--- Exercise text Enclosed Below ---

In an effort to ensure food safety during challenging weather, the U.S. Food and Drug Administration (FDA) has published a new resource webpage for human and animal food producers affected by flooding and severe weather. The page will replace individual announcements issued by the agency ahead of severe weather incidents.
The webpage will help food producers identify state and federal resources that are available to those who may be harvesting, mixing, storing, or distributing grains and other foods after experiencing a severe weather incident. Resources that are available on the webpage include, but are not limited to:
- State contact information for FDA’s Office of Regulatory Affairs (ORA) Emergency Response Coordinators
- Information and compliance policy guides about reconditioning requests, which allow for crops that have been deemed unsuitable for human consumption to be salvaged for animal food
- Answers to questions about crops harvested from flooded fields that are intended for animal food
- Guidance on evaluating the safety of flood-affected crops
- Information on the safety of food and animal crops affected by hurricanes, flooding, and power outages
- Compliance policy guides on action levels and advisory levels for various food contaminants, such as aflatoxins and pesticide residues.

--- End of Enclosed Exercise text ---
--- Given information Enclosed Below ---

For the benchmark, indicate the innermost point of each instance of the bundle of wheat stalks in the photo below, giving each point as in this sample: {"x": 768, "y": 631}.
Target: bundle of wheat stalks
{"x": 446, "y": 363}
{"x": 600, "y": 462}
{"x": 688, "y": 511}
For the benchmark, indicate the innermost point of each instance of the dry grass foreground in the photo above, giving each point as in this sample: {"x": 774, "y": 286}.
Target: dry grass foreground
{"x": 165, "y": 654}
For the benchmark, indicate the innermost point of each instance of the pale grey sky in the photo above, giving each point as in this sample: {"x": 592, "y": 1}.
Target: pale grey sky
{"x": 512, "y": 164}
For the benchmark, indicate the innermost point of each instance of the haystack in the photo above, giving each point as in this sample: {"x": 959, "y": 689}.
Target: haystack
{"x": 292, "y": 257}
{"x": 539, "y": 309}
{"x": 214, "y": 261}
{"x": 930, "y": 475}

--- End of Enclosed Given information ---

[Work instructions]
A. From the FDA flood resource text, copy the passage starting with "In an effort" and going on through "severe weather incidents.".
B. Carry on the text about the FDA's severe weather resource webpage from where it stops.

[Outputs by task]
A.
In an effort to ensure food safety during challenging weather, the U.S. Food and Drug Administration (FDA) has published a new resource webpage for human and animal food producers affected by flooding and severe weather. The page will replace individual announcements issued by the agency ahead of severe weather incidents.

B.
FDA reminds producers that crops harvested from flooded fields are often unacceptable for human consumption because of contamination. Floodwaters can carry sewage, pathogens, pesticides, chemicals, and other hazardous substances. Additionally, flood-impacted crops are also at risk for mold growth, which can cause illness and death due to possible mycotoxin production.
FDA encourages growers to work with state regulators and local FDA offices to assess their unique situations. FDA also advises producers that each state’s Department of Agriculture may have state-specific requirements regarding any attempt to clean, process, test, and sell or use crops in animal food.